--- TEXTE FOURNI ---

La différence avec les conflits qui ont marqué la décomposition de l’ex-Yougoslavie est qu’il s’agit d’une guerre d’agression délibérée menée par une dictature contre un pays démocratique qui n’a, lui, ni agressé ni menacé personne et veut seulement être souverain et libre. (La propagande russe et ses divers relais s’efforcent de dépeindre la guerre comme une guerre provoquée par l’OTAN et par l’Ukraine, je sais, et décrivent l’Ukraine comme n’étant pas une démocratie, je sais aussi: et je vois que la propagande russe est aussi efficace sur les esprits faibles que l’était la propagande soviétique, la différence étant que la propagande soviétique trouvait ses relais chez les communistes, alors que la propagande russe trouve ses relais aujourd’hui dans les membres de la droite nationaliste et soi-disant “souverainiste”: soi-disant parce qu’ils défendent la souveraineté chez eux, et l’invasion chez les autres).

Les dirigeants des pays occidentaux n’ont pas réagi immédiatement quand la Russie a attaqué. La plupart d’entre eux pensaient que l’agression russe n’aurait pas lieu, et lorsqu’elle s’est enclenchée, quasiment tous s’attendaient à ce qu’elle soit brève, conduise à une victoire rapide de la Russie et à un changement de régime à Kiev, qu’ils auraient accepté.

Ce qui les a conduits à changer d’attitude a été l’échec de l’armée russe qui est apparue comme une armée très défectueuse et très déficiente (la victoire que Poutine comptait obtenir en trois ou quatre jours n’a pas eu lieu, et l’armée russe est en train de reculer). Ce qui les a conduit à changer d’attitude a été la résistance du peuple ukrainien, la détermination et l’opiniâtreté de l’armée ukrainienne, et le courage et la détermination du Président Volodymyr Zelensky, ainsi que sa capacité à mobiliser tous les êtres humains épris de liberté (la Russie a compris l’importance de Zelensky, et c’est pour quoi elle a tenté plusieurs fois de le faire éliminer physiquement: c’est pourquoi aussi-elle lancé des opérations de diffamation et de dénigrement à son égard, avec un certain succès  au sein de la droite nationaliste et soi-disant “souverainiste”).

--- DONNÉES FOURNIES ---

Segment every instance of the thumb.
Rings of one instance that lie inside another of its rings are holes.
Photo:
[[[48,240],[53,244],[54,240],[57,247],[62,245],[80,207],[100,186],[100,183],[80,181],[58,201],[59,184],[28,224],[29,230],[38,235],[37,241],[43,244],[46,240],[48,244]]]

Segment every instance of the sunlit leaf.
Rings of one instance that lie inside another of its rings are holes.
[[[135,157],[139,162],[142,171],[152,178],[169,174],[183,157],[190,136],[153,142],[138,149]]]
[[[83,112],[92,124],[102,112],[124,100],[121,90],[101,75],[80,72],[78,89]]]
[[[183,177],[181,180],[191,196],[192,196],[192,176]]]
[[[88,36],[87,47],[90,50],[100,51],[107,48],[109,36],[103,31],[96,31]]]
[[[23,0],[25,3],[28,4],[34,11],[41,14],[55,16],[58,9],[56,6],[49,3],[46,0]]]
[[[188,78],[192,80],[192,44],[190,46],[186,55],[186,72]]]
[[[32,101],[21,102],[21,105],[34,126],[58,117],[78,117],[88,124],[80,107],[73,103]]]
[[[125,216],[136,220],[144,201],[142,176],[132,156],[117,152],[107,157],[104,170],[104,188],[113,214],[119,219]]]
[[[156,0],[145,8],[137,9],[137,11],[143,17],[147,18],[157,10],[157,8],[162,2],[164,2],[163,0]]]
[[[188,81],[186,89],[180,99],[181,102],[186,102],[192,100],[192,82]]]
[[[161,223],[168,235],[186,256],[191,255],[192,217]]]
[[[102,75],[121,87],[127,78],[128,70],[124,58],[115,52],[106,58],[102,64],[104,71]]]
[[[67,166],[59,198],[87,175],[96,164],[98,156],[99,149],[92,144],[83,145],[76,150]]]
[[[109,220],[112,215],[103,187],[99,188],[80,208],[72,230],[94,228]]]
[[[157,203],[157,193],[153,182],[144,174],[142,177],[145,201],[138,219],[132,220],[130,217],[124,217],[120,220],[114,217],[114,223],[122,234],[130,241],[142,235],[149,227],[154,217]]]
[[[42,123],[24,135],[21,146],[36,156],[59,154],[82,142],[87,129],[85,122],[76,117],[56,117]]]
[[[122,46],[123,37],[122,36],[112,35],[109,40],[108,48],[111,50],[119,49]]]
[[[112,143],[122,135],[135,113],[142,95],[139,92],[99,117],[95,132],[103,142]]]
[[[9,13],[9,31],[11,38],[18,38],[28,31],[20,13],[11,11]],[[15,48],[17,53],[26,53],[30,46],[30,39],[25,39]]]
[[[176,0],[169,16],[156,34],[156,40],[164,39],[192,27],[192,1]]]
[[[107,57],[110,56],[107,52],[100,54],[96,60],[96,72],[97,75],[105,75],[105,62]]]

---

CONSIGNE A: Expliquez en une à trois phrases pourquoi, selon le texte sur la guerre en Ukraine, les dirigeants occidentaux n’ont pas réagi immédiatement à l’attaque russe.
CONSIGNE B: Reproduisez les lignes des enregistrements en commençant par celle qui contient « Segment every instance of the sunlit leaf. » et en terminant par celle qui contient « [[[183,177],[181,180],[191,196],[192,196],[192,176]]] », ces deux lignes comprises.
Le texte et les enregistrements proviennent de sources distinctes.

RÉPONSE RÉDIGÉE A: La plupart d’entre eux pensaient que l’agression russe n’aurait pas lieu. Une fois qu’elle a commencé, presque tous s’attendaient à une guerre brève qui aboutirait à une victoire rapide de la Russie et à un changement de régime à Kiev, qu’ils auraient accepté.

RÉPONSE RÉDIGÉE B:
Segment every instance of the sunlit leaf.
Rings of one instance that lie inside another of its rings are holes.
[[[135,157],[139,162],[142,171],[152,178],[169,174],[183,157],[190,136],[153,142],[138,149]]]
[[[83,112],[92,124],[102,112],[124,100],[121,90],[101,75],[80,72],[78,89]]]
[[[183,177],[181,180],[191,196],[192,196],[192,176]]]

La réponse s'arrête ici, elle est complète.